§ TASK REQUIREMENTS
Find the word "patterned" in the listing, and copy out each line where it turns up.

§ INPUT DATA
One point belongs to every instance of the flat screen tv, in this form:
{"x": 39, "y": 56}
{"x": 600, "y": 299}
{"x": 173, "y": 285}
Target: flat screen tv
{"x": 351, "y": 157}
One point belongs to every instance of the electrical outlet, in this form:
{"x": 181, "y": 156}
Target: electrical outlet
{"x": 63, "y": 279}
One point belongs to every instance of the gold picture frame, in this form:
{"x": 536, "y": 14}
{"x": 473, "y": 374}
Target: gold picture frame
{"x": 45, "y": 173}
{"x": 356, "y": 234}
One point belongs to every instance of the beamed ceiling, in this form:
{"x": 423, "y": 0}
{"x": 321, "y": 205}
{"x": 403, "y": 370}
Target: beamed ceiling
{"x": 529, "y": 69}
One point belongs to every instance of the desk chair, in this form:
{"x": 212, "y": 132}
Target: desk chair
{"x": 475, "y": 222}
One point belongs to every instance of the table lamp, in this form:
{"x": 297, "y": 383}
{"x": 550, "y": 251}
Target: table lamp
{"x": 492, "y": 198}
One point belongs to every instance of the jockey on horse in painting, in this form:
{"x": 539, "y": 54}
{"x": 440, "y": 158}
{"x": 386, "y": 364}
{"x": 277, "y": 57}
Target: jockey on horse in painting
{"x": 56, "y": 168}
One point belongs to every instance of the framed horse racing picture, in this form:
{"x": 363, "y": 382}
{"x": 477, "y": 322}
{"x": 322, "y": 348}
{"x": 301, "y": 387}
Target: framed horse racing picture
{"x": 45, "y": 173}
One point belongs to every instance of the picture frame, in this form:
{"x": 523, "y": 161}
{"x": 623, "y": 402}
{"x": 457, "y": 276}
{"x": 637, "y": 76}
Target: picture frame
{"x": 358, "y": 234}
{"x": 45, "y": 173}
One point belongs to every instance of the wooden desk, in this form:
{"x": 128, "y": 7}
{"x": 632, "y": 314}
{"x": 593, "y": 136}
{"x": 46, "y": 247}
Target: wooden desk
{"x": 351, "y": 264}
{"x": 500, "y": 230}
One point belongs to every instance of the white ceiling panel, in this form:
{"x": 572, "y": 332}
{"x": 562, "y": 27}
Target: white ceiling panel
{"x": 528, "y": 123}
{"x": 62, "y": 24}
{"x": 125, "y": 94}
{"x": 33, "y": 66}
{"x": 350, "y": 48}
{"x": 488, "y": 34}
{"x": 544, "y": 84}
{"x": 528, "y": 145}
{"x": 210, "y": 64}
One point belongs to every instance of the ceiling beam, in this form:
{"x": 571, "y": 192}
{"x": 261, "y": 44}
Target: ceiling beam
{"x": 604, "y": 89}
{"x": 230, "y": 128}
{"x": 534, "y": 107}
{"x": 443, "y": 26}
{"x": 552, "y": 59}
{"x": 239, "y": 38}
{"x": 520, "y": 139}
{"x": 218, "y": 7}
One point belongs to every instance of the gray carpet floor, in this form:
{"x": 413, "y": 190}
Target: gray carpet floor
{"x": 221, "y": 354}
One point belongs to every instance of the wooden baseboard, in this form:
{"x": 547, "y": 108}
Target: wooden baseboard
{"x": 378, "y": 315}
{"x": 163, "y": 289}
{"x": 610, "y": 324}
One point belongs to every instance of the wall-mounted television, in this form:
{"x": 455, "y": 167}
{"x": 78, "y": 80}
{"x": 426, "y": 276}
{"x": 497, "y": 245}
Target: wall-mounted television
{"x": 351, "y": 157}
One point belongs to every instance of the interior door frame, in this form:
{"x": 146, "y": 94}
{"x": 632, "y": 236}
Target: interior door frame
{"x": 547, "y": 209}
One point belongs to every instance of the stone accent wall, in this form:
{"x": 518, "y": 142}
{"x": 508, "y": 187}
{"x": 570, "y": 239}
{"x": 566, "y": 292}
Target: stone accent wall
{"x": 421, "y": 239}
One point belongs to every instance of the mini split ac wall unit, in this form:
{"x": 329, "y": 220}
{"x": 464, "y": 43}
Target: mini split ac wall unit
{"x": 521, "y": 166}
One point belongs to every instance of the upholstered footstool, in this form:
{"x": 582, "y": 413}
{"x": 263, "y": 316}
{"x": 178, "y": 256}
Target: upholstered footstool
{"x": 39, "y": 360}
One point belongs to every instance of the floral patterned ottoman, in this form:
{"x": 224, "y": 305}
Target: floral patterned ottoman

§ RESPONSE TO THE TASK
One point belongs to every instance of the floral patterned ottoman, in this form:
Target: floral patterned ottoman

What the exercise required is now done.